Ausgangstext
„Ich bin wirklich friedliebend“

Der Amokläufer von Emsdetten soll von dem Killerspiel „Counterstrike“ beeinflusst gewesen sein. Ein Interview mit Rami Alloumi, dem Trainer der deutschen Counterstrike-Nationalmannschaft, der in der Nähe von Bremen lebt

taz: Herr Allouni, der niedersächsische Innenminister Uwe Schünemann will „Killerspiele“ verbieten lassen. Zu recht?

Rami Allouni: Das ist standardmäßig die erste Reaktion der Politik, wenn so was passiert wie jetzt in Emsdetten. Das war nach dem Amokschützen in Erfurt auch so, auch wenn sich herausgestellt hat, dass der junge Mann nicht mal Counterstrike gespielt hatte. Die Politiker fühlen sich unter Druck, und dann suchen sie einen Schuldigen.

Sie denken, ein Verbot bringt nichts?

Nein, das wird nichts bringen. Der junge Mann war, so viel ich gelesen habe, relativ isoliert und frustriert. Der gab der Schule die Schuld an allem und wollte sich rächen. Selbst wenn er Computerspiele gespielt hätte, glaube ich nicht, dass das den Ausschlag gegeben hätte. Ein Computerspiel kann nicht aus einem Menschen einen Killer machen.

Was für Leute spielen Counterstrike?

Das sind Leute wie jeder. Das können Ihre Kinder sein, und das sind ganz sicher keine Massenmörder. Das ist ein Schnitt durch die Gesellschaft. Für die Jugend ist Spielen einfach nur ein Zeitvertreib.

Wie ist es bei Ihnen?

Ich bin noch in der Organisation aktiv, aber ich habe keine Zeit mehr, selber zu spielen. Beruflich bin ich Systemadministrator bei einem Internetanbieter. Privat bin ich verheiratet und kümmere mich um meine Tiere, von denen ich mittlerweile ziemlich viele habe.

Tiere?

Kurze Aufgabe A
Schreiben Sie aus dem Interview über Counterstrike den Abschnitt ab, der mit „Nein, das wird“ beginnt und mit „einen Killer machen.“ endet.
Kurze Aufgabe B
Führen Sie das Interview über Counterstrike im Anschluss an seinen letzten Satz weiter.

Vorgegebene Angaben
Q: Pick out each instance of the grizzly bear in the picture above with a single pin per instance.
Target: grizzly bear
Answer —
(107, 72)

Übungsergebnis A
Nein, das wird nichts bringen. Der junge Mann war, so viel ich gelesen habe, relativ isoliert und frustriert. Der gab der Schule die Schuld an allem und wollte sich rächen. Selbst wenn er Computerspiele gespielt hätte, glaube ich nicht, dass das den Ausschlag gegeben hätte. Ein Computerspiel kann nicht aus einem Menschen einen Killer machen.

Übungsergebnis B
Pferde, Hunde, Katzen, was man halt so hat, wenn man auf einem Pferdehof wohnt. Ich bin wirklich friedliebend und plane nicht, in nächster Zeit irgendwas in die Luft zu sprengen. Wenn man so genannte Killerspiele wie Counterstrike spielt, stellt man fest, dass es nicht den Reiz ausmacht, auf irgendjemand zu schießen, sondern dass da der Teamaspekt im Vordergrund steht. Counterstrike wird ja in Teams gespielt.

Trotzdem gibt es ein beachtliches Arsenal an Waffen, mit dem die Spieler ausgestattet werden.

Zweifelsohne, aber man darf nicht vergessen: Das Spiel ist sieben Jahre alt und sicherlich nicht das, was man heute als blutrünstig bezeichnen würde. Da fliegen keine Körperteile durch die Gegend. Trotzdem hat das Spiel einen hohen Reiz, weil dieser Teamaspekt, der dahinter steht, immer gut angekommen ist. Das ist das, was das Spiel ausmacht.

Was passiert in Counterstrike, wenn man jemand erschießt?

Der fällt auf den Boden.

Kein Blut?

Standardmäßig gibt es in der deutschen Version kein Blut.

Haben die Counterstrike-Spieler nicht trotzdem einen schlechten Ruf? Als Leute, die schnell beleidigt sind und andere beschimpfen?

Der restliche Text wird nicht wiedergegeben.